Segment Start: SUPPLIED RECORDS
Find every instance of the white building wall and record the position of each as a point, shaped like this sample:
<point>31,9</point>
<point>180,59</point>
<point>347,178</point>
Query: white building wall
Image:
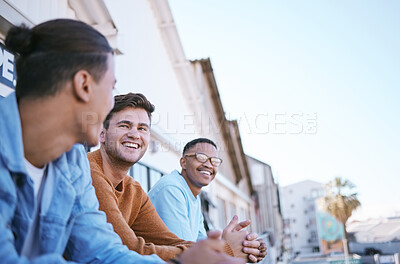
Segment End: SUPPLIED RECORDS
→ REQUIRED ACTION:
Please retype the records above exactly, excluding every picture.

→ TASK SOLUTION:
Find every instance of the white building wall and record the position of each as a point, shaped like this sample:
<point>31,9</point>
<point>180,59</point>
<point>347,178</point>
Query: white building wall
Image:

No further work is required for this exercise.